### PASSAGE SHOWN

I am working on a Point Cloud Project. I have about 90 3D Point Cloud images. After all the preprocessing work on my data, I am using PCA for dimensionality reduction, and the output i get is in 2D (when I plot these principle components I get back my image).
Now, I am trying to feed this principle components to SVM for classification.The code I have so far (which works):
import os
import glob
import pandas as pd
import numpy as np
from sklearn.svm import SVC
path = "/home/me/Desktop/pca-comma-seperated-csv" #path to my pca'd files
all_files = glob.glob(os.path.join(path, "*.csv"))
df_from_each_file = (pd.read_csv(f) for f in all_files) #creating dataframe from 90 csv files,each csv file containing 2 columns and upto 23000 columns
X = pd.concat(df_from_each_file, ignore_index=True)
classfile = "/home/me/Desktop/1.csv" #path to my label file
Y = pd.read_csv(classfile, header=1)
clf = SVC()
clf.fit(X, Y)

### ENTRIES SHOWN
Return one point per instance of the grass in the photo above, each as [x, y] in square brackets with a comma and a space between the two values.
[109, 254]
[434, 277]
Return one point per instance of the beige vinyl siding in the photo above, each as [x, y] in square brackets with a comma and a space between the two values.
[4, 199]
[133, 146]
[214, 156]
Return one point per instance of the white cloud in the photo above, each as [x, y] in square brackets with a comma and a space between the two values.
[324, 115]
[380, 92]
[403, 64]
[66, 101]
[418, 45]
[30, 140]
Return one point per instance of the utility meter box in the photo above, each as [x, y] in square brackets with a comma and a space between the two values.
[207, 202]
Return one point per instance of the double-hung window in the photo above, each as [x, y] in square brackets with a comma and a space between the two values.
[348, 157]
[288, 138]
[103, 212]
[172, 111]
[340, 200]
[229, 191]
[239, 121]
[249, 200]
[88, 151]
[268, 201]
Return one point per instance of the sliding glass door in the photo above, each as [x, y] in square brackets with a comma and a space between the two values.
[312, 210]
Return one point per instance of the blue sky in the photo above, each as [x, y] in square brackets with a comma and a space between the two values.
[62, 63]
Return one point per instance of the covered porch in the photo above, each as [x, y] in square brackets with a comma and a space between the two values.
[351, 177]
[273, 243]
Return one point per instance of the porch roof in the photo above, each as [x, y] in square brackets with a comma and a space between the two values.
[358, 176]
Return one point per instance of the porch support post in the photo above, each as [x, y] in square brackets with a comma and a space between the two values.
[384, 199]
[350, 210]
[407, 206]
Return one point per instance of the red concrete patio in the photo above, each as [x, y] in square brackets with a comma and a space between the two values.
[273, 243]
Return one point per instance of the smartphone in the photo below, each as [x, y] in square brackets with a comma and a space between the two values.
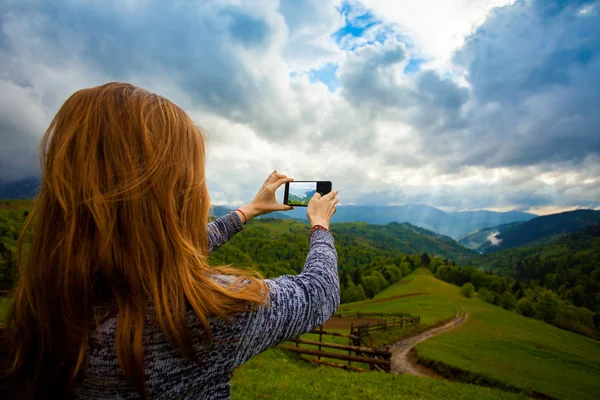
[299, 193]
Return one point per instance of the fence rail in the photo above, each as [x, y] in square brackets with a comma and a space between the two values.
[357, 341]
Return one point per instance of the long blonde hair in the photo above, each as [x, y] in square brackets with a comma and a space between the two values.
[120, 219]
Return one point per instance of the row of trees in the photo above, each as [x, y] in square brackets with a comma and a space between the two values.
[569, 266]
[527, 299]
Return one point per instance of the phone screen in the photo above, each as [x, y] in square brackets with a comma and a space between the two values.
[299, 193]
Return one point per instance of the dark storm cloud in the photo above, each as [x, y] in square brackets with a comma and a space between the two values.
[534, 69]
[183, 41]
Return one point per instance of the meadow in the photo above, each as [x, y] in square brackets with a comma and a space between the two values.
[276, 374]
[496, 346]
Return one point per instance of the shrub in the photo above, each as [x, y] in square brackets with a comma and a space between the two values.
[547, 306]
[508, 301]
[487, 296]
[468, 290]
[525, 307]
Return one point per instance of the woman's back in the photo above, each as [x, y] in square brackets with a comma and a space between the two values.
[116, 298]
[297, 304]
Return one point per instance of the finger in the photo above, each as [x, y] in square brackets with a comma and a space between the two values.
[275, 177]
[331, 194]
[281, 181]
[270, 175]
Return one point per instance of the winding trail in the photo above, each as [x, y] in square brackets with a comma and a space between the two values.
[403, 363]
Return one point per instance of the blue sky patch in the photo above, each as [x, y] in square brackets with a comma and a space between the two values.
[413, 65]
[355, 25]
[327, 75]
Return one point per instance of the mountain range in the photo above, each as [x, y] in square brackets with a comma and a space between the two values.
[536, 231]
[455, 224]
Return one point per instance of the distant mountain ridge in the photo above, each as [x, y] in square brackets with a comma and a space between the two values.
[455, 225]
[540, 230]
[476, 241]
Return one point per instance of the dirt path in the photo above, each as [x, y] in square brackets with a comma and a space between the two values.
[402, 360]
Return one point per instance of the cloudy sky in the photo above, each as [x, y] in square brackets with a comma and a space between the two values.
[460, 104]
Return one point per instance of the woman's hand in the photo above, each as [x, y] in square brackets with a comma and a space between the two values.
[265, 202]
[321, 208]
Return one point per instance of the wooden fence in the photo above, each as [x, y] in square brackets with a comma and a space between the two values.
[384, 324]
[357, 342]
[377, 359]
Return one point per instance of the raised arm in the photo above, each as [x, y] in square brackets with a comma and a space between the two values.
[296, 304]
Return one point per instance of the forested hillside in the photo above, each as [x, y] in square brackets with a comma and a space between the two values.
[569, 265]
[12, 216]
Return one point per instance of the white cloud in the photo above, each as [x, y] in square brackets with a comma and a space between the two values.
[384, 137]
[435, 27]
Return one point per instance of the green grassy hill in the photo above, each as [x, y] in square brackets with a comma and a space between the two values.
[497, 345]
[276, 374]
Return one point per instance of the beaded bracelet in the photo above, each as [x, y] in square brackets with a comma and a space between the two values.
[316, 228]
[245, 218]
[239, 229]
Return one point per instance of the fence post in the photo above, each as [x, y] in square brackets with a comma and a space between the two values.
[320, 339]
[350, 341]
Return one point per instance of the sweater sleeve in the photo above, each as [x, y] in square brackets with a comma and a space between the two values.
[296, 304]
[222, 229]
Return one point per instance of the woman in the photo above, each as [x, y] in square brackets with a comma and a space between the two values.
[115, 298]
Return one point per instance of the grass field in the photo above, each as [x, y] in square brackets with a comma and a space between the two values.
[497, 344]
[277, 374]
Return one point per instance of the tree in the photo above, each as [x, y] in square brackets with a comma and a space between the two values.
[487, 296]
[547, 306]
[508, 301]
[372, 285]
[467, 290]
[525, 307]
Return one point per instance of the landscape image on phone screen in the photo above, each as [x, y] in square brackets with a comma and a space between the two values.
[301, 192]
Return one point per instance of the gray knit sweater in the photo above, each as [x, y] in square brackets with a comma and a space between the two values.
[297, 305]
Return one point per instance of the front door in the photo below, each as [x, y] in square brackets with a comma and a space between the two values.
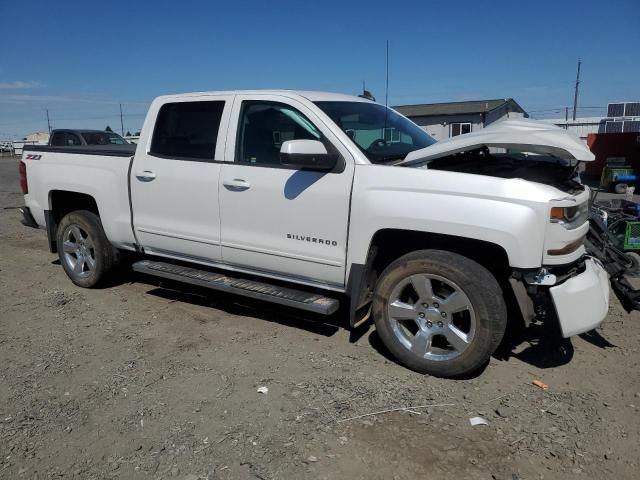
[280, 220]
[175, 180]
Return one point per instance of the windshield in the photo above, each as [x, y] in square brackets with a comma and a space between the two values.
[381, 134]
[103, 138]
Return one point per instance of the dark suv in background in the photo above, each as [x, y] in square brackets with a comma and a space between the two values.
[70, 138]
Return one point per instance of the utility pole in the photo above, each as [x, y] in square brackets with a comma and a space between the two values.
[121, 123]
[575, 96]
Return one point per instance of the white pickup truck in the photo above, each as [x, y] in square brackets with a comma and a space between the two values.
[314, 199]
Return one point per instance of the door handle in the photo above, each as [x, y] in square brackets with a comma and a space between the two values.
[146, 176]
[237, 184]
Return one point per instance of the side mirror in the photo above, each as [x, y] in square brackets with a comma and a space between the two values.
[307, 154]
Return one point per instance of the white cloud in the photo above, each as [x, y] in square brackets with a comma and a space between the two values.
[19, 84]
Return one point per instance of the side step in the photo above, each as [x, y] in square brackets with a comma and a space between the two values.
[311, 302]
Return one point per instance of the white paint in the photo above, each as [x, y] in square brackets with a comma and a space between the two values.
[310, 227]
[582, 302]
[522, 135]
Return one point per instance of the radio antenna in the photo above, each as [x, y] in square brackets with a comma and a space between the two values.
[386, 93]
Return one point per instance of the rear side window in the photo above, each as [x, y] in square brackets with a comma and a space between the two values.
[187, 130]
[58, 139]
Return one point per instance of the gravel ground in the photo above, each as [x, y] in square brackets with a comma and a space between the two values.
[154, 380]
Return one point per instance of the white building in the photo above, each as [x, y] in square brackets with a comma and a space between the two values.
[445, 120]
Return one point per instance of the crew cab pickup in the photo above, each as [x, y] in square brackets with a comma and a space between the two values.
[312, 199]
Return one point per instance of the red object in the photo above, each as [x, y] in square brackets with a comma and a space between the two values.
[23, 178]
[613, 145]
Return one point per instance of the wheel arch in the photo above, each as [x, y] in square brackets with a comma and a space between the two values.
[62, 202]
[387, 245]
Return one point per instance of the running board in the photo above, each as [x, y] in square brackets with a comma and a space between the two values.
[290, 297]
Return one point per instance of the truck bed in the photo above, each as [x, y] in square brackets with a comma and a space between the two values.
[100, 172]
[108, 150]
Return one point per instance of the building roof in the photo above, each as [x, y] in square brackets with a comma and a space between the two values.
[457, 108]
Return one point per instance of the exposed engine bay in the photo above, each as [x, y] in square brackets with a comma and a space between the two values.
[548, 170]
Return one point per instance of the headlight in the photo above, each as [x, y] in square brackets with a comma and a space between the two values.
[570, 217]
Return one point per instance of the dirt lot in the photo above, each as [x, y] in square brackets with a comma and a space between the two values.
[151, 380]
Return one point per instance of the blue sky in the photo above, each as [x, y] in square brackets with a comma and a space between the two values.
[82, 59]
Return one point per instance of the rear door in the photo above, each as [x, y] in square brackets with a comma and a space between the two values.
[174, 179]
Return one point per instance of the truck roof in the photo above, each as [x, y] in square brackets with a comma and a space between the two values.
[309, 95]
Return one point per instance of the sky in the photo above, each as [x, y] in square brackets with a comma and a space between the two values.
[81, 60]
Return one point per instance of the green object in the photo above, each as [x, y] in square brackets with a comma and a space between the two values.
[609, 175]
[632, 236]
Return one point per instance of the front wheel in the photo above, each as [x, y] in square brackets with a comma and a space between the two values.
[85, 253]
[439, 313]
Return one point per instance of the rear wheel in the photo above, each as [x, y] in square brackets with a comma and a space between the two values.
[83, 248]
[439, 313]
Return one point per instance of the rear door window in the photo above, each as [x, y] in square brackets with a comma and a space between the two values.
[187, 130]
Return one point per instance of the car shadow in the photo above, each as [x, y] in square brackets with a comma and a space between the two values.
[376, 343]
[597, 340]
[540, 345]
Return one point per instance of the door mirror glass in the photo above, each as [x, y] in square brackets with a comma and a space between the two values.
[307, 154]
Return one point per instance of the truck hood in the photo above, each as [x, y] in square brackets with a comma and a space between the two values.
[522, 135]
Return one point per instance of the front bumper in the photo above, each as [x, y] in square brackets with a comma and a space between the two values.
[582, 301]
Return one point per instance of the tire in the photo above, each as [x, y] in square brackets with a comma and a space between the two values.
[85, 253]
[448, 326]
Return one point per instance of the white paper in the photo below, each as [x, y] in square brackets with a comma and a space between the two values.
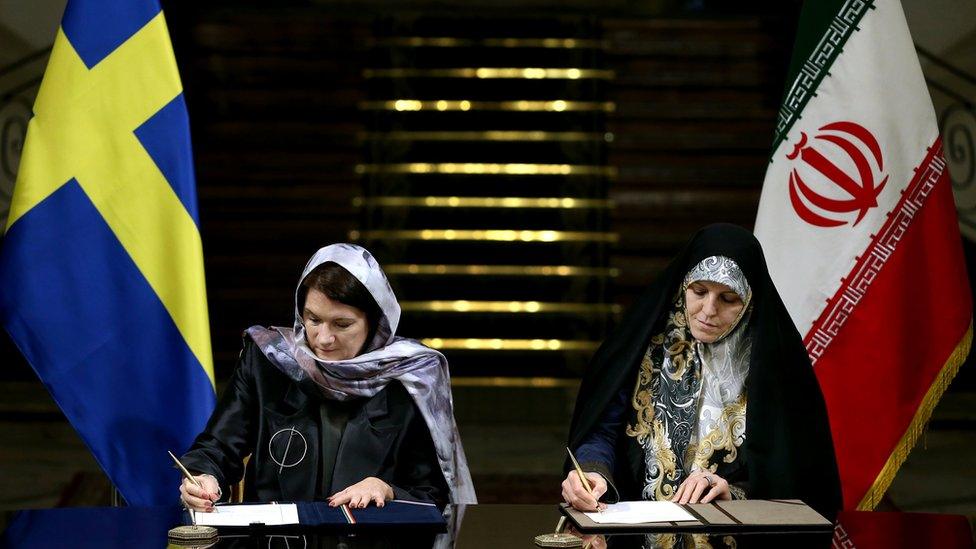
[637, 512]
[243, 515]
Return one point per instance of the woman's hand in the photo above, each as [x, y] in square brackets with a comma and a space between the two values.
[197, 498]
[702, 487]
[360, 494]
[576, 495]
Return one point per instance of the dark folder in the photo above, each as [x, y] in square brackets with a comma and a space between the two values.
[754, 515]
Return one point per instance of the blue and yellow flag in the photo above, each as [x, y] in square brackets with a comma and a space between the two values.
[101, 265]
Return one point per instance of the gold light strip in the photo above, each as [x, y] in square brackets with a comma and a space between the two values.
[490, 136]
[520, 382]
[483, 202]
[450, 42]
[518, 307]
[499, 270]
[529, 73]
[443, 105]
[493, 235]
[476, 344]
[475, 168]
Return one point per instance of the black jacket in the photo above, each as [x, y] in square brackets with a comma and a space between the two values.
[385, 437]
[788, 448]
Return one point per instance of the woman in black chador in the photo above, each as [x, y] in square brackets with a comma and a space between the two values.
[705, 391]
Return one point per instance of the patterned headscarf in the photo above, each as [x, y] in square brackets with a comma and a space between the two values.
[690, 396]
[388, 357]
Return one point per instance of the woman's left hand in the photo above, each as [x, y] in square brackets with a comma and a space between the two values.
[360, 494]
[702, 487]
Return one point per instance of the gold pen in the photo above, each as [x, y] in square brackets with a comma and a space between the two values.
[583, 479]
[183, 470]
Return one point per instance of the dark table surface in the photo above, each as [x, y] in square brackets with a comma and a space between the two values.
[472, 526]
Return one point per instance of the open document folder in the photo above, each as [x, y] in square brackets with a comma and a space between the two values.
[754, 515]
[639, 512]
[270, 514]
[318, 513]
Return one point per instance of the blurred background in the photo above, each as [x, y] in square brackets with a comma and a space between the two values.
[517, 211]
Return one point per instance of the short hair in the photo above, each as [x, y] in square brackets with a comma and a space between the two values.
[340, 285]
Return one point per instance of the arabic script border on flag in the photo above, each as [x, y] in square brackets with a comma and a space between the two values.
[883, 244]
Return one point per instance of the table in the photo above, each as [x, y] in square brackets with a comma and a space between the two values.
[474, 526]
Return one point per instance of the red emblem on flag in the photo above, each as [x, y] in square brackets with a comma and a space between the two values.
[823, 189]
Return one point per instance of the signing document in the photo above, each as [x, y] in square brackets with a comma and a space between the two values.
[242, 515]
[637, 512]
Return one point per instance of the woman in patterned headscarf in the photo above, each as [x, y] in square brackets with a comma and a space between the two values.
[705, 391]
[337, 407]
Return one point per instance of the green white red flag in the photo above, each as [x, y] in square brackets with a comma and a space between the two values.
[859, 228]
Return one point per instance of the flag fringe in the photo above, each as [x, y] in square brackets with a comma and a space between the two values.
[918, 424]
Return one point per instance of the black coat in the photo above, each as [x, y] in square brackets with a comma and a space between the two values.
[385, 437]
[788, 448]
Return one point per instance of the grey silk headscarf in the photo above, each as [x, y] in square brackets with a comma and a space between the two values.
[422, 370]
[690, 396]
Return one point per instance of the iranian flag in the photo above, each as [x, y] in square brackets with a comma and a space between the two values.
[859, 228]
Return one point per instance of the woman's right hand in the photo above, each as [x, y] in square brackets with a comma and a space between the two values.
[197, 498]
[576, 495]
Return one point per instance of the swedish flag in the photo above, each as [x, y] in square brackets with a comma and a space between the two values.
[101, 266]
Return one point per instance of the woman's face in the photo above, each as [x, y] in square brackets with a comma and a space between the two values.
[711, 308]
[334, 330]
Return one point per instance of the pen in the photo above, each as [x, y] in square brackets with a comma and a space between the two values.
[183, 470]
[579, 471]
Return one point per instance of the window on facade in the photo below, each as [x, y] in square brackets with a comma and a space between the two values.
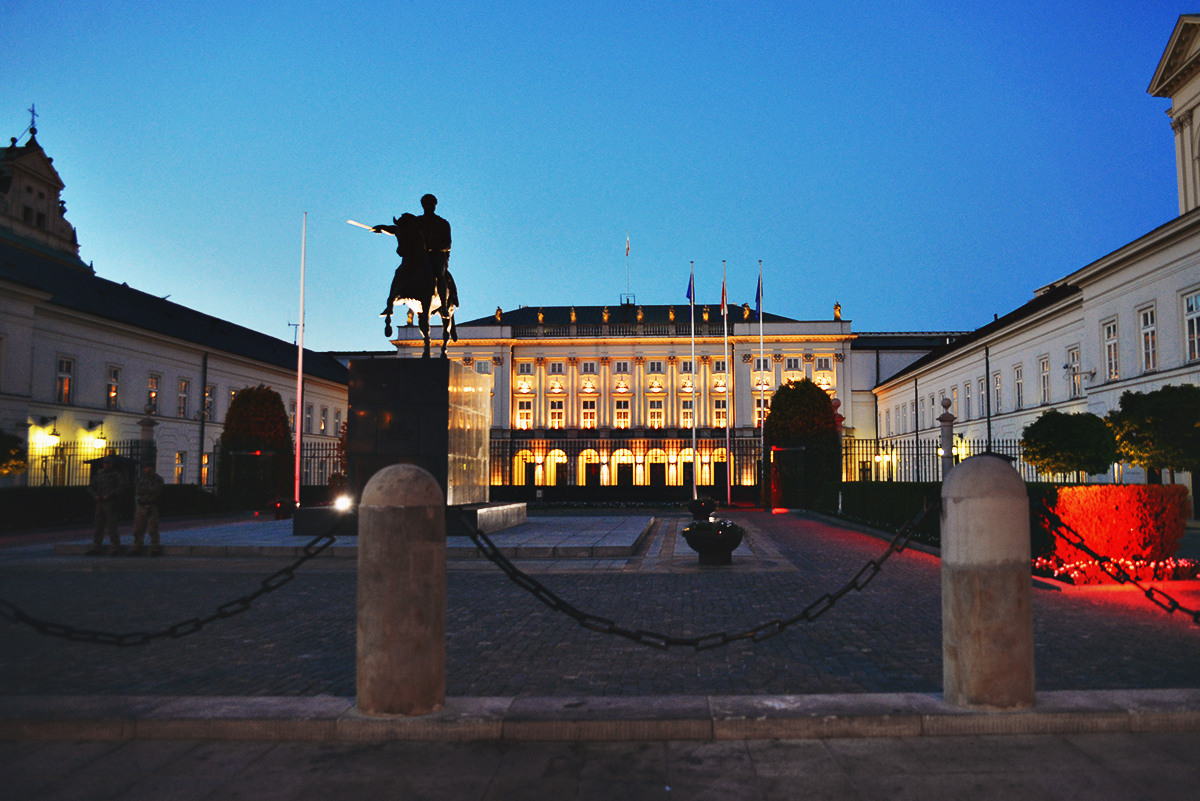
[658, 416]
[1111, 351]
[1192, 325]
[113, 389]
[1149, 341]
[1073, 369]
[64, 386]
[621, 414]
[1044, 380]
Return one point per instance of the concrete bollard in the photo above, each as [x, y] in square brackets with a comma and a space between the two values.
[402, 594]
[987, 590]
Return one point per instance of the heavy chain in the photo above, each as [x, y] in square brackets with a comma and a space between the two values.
[183, 628]
[706, 642]
[1114, 568]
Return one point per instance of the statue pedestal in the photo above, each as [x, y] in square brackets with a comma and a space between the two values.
[432, 413]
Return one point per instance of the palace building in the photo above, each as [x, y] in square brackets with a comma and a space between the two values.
[599, 396]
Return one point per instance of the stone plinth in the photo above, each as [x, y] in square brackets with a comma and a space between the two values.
[433, 413]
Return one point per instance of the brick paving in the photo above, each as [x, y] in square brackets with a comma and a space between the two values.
[300, 639]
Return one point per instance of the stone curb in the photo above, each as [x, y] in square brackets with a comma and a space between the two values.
[588, 718]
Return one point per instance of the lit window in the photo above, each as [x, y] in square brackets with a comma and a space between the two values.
[621, 416]
[1192, 325]
[658, 416]
[1111, 353]
[64, 387]
[113, 389]
[1149, 341]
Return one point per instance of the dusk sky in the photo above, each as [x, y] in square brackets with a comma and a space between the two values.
[925, 164]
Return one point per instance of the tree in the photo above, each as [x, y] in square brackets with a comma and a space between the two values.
[1060, 443]
[802, 415]
[256, 459]
[1159, 429]
[13, 456]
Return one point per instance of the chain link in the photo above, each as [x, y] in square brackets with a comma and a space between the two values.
[705, 642]
[1060, 529]
[183, 628]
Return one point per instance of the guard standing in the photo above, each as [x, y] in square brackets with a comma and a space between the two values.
[106, 485]
[148, 489]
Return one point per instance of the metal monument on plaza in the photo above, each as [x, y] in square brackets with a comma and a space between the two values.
[423, 281]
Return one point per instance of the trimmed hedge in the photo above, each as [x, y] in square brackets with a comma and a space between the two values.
[36, 507]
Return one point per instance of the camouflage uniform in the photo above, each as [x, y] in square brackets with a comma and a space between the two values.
[148, 489]
[106, 485]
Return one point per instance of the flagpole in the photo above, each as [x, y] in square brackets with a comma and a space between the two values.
[695, 410]
[729, 391]
[762, 390]
[304, 239]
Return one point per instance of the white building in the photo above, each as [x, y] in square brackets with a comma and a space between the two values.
[81, 356]
[1128, 321]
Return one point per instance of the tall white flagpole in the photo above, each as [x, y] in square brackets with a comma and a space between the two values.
[695, 409]
[762, 391]
[304, 239]
[729, 391]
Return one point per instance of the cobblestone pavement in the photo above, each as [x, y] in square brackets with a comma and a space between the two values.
[502, 642]
[1095, 766]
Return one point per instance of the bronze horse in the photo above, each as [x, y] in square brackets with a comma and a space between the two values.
[418, 284]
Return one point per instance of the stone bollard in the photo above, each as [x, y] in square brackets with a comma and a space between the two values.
[987, 590]
[402, 594]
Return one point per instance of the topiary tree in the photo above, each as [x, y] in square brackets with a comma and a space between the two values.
[1060, 443]
[802, 415]
[1159, 429]
[256, 459]
[13, 456]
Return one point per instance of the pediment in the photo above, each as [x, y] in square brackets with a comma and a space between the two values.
[1181, 59]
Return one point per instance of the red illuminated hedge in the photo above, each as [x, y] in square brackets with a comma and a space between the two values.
[1134, 522]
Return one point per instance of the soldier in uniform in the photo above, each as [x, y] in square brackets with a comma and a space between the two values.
[106, 485]
[147, 489]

### EXERCISES TO COMPLETE
1. Copy the stretch of the point cloud post from "Now, I am trying" through "Y = pd.read_csv(classfile, header=1)".
2. Pick up the point cloud post after its last line and keep writing it.
The items were taken from a separate source.

### ANSWER SET
1.
Now, I am trying to feed this principle components to SVM for classification.The code I have so far (which works):
import os
import glob
import pandas as pd
import numpy as np
from sklearn.svm import SVC
path = "/home/me/Desktop/pca-comma-seperated-csv" #path to my pca'd files
all_files = glob.glob(os.path.join(path, "*.csv"))
df_from_each_file = (pd.read_csv(f) for f in all_files) #creating dataframe from 90 csv files,each csv file containing 2 columns and upto 23000 columns
X = pd.concat(df_from_each_file, ignore_index=True)
classfile = "/home/me/Desktop/1.csv" #path to my label file
Y = pd.read_csv(classfile, header=1)

2.
Now coming to my question, how do I split my data to training (70%) and testing (30%). What (testing or training frame) do I feed to SVM for classification? How do i get a confusion matrix in python like that of in R like in the example below?
Example:
truth
pred abnormal normal
abnormal 231 32
normal 27 54
Accuracy : 0.8285
95% CI : (0.7844, 0.8668)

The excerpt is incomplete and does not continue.